DATASET ROWS:
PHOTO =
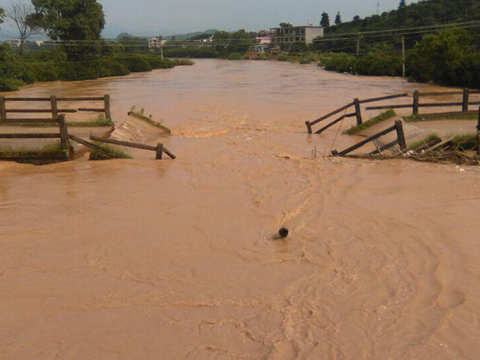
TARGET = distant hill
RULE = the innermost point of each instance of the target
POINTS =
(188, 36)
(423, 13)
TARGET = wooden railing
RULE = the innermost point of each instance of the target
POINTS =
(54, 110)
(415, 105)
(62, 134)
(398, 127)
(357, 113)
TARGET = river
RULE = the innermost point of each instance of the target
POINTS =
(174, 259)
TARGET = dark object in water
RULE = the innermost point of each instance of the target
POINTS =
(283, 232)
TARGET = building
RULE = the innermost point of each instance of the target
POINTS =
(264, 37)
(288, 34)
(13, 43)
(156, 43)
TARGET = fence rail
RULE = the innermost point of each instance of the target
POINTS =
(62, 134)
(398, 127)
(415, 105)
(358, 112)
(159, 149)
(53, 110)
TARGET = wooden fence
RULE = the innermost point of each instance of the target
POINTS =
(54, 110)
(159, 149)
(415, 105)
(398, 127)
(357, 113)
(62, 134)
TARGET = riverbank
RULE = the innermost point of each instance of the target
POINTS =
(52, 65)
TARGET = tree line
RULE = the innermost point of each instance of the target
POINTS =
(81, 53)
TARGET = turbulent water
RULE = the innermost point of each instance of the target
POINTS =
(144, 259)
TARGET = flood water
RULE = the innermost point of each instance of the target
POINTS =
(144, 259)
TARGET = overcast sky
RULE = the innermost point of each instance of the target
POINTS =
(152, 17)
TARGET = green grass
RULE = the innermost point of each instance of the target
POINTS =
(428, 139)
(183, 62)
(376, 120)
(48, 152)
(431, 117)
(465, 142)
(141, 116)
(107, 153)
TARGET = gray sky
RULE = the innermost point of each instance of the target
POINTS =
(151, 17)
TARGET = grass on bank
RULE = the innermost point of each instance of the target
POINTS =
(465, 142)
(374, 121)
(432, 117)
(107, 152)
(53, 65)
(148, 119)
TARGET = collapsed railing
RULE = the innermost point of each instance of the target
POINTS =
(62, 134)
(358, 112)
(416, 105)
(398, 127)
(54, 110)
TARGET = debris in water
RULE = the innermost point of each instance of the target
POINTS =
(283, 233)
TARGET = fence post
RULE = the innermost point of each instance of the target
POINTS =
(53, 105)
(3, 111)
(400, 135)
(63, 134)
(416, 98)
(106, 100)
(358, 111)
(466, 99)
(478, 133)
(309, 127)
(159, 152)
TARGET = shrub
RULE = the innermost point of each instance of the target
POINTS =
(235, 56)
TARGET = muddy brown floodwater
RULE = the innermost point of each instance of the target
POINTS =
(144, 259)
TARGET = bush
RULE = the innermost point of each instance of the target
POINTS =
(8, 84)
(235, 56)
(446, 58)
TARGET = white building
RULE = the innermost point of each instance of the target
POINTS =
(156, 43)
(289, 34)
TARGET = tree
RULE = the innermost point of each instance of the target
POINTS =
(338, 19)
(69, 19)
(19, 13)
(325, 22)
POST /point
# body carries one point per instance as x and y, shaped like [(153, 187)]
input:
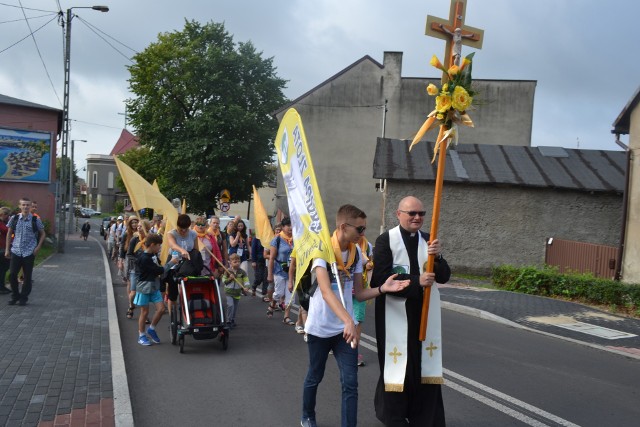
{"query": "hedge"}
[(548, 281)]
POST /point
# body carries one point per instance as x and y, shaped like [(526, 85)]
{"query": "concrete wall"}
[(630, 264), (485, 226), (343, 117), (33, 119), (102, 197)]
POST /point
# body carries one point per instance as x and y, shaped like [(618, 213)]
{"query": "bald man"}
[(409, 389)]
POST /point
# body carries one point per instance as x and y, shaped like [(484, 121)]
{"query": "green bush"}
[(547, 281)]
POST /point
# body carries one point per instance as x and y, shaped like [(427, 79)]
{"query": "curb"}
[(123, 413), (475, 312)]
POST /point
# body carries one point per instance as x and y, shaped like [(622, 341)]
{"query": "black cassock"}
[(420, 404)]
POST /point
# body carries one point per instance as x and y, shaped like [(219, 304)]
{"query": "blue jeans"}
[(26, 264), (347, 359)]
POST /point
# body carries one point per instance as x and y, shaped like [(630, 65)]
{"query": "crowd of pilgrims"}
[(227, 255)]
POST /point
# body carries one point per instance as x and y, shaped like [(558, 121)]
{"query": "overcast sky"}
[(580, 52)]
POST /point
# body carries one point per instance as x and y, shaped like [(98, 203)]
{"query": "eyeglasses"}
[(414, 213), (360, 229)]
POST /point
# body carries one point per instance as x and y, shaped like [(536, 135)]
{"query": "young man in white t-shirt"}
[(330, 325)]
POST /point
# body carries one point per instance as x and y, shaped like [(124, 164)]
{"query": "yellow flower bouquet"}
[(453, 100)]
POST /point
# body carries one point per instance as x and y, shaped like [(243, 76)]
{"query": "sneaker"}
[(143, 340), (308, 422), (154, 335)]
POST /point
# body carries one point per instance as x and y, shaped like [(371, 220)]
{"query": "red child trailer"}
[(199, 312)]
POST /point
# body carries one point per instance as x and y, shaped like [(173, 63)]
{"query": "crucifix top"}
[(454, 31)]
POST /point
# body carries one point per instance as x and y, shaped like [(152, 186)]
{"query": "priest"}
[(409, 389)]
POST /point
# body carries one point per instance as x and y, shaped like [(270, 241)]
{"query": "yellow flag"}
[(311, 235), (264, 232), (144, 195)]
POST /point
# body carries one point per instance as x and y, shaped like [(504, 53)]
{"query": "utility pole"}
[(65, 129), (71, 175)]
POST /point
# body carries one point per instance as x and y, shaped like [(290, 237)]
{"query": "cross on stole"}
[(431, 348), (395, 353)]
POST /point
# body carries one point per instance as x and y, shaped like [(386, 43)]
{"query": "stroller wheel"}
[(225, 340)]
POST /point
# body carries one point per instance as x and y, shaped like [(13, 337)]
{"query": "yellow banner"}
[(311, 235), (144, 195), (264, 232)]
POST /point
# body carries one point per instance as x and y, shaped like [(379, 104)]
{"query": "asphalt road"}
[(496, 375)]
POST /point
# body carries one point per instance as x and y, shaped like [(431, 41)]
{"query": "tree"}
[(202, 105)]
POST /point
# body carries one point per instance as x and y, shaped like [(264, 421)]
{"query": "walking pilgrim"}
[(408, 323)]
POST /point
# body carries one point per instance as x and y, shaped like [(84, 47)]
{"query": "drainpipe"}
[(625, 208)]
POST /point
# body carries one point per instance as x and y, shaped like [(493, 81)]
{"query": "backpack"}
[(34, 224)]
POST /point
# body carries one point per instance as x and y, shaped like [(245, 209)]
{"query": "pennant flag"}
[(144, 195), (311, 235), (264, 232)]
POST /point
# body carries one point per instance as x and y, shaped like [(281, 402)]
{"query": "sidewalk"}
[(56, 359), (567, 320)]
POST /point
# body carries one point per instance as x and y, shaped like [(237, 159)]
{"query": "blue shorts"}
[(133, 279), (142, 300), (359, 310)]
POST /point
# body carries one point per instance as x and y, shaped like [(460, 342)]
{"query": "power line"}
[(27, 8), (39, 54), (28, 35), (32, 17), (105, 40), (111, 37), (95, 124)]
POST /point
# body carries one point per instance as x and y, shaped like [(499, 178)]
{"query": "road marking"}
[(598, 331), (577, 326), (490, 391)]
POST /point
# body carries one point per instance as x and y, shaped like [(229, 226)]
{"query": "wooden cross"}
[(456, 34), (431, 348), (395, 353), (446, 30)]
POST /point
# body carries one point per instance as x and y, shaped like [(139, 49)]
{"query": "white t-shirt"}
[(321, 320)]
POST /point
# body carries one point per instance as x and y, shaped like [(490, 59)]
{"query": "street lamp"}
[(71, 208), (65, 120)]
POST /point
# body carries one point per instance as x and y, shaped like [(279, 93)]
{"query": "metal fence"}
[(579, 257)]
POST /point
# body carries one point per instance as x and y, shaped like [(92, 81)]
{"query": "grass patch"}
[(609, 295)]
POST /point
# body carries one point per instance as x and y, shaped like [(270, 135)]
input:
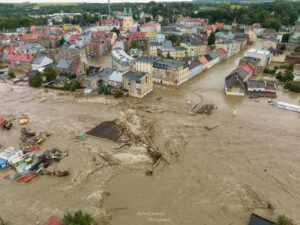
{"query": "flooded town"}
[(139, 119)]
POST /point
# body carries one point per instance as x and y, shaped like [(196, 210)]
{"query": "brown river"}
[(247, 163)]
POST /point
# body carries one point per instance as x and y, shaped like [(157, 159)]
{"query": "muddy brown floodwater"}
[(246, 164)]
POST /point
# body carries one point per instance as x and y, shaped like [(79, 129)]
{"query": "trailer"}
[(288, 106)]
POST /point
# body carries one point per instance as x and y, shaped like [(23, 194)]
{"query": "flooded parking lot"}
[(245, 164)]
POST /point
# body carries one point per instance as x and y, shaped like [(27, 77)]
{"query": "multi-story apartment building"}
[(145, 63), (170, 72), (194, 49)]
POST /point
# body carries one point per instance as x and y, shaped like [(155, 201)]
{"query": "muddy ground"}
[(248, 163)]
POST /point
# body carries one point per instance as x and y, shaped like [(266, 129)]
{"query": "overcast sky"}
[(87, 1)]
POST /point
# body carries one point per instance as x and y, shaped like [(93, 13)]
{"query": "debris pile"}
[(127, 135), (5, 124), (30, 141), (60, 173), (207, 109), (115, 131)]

---

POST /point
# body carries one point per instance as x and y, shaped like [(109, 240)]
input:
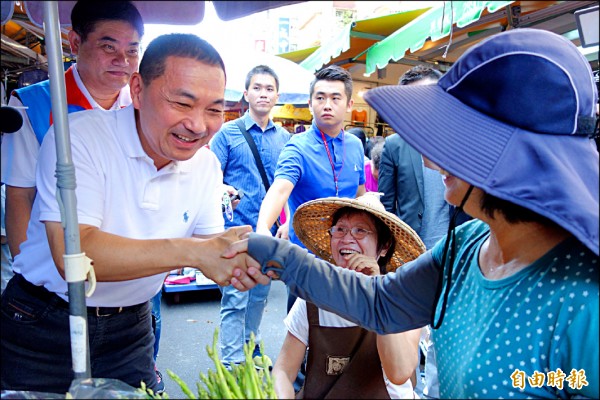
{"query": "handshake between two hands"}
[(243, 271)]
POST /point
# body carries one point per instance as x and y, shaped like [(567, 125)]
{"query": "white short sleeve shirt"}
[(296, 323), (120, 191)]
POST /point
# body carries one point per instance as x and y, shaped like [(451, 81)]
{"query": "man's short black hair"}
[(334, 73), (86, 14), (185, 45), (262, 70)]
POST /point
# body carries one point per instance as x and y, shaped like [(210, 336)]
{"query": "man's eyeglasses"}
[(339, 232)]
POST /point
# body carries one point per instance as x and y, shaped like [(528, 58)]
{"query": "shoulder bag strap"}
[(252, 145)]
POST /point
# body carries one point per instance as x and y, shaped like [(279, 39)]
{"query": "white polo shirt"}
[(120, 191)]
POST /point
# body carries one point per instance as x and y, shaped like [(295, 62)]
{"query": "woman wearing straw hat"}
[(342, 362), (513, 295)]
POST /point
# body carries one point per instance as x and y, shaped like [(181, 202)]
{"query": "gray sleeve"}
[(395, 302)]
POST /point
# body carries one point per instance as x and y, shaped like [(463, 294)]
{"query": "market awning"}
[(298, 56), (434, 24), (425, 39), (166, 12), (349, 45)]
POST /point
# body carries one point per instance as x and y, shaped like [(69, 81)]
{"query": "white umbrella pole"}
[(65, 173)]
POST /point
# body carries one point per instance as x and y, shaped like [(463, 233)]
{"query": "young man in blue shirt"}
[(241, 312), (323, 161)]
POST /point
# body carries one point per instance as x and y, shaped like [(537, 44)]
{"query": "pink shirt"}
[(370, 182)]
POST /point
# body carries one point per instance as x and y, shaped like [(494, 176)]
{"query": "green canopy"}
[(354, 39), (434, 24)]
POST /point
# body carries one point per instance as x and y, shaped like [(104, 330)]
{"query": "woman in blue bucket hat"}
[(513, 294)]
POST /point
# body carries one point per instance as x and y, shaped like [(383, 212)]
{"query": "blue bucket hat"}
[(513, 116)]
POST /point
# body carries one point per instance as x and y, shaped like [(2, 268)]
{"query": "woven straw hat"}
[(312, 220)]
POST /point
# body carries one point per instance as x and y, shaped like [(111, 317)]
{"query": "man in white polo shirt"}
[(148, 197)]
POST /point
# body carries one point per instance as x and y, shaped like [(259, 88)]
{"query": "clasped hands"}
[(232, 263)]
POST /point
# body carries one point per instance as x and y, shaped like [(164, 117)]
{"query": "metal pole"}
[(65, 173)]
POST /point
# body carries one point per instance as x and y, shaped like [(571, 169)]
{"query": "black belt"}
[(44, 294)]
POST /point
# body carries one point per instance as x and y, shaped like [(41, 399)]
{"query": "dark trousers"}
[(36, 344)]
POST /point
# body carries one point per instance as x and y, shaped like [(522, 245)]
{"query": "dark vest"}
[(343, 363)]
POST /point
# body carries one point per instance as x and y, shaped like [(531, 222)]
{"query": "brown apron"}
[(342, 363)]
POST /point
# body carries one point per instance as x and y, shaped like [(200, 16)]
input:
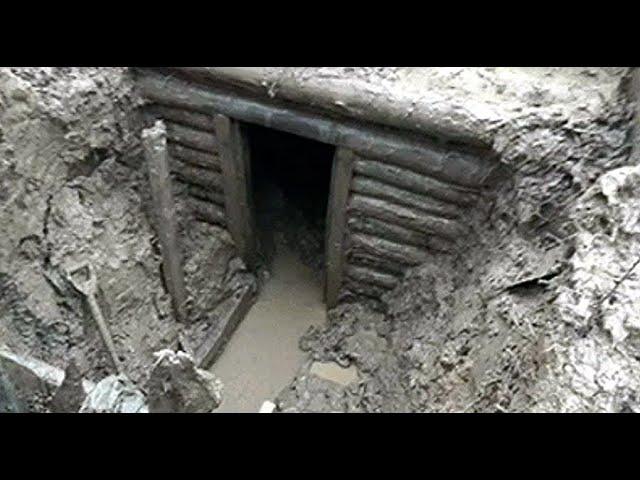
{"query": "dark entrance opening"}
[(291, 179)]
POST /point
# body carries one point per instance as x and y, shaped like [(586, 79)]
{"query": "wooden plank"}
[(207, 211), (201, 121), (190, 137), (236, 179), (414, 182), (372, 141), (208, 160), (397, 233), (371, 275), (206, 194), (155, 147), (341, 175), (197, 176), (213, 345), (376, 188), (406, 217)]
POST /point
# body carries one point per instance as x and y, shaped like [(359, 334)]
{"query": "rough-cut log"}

SET PROBLEM: Please state how many of the lines above contain the string "flooded", with case counting, and reply with the number alone.

SOLUTION: 2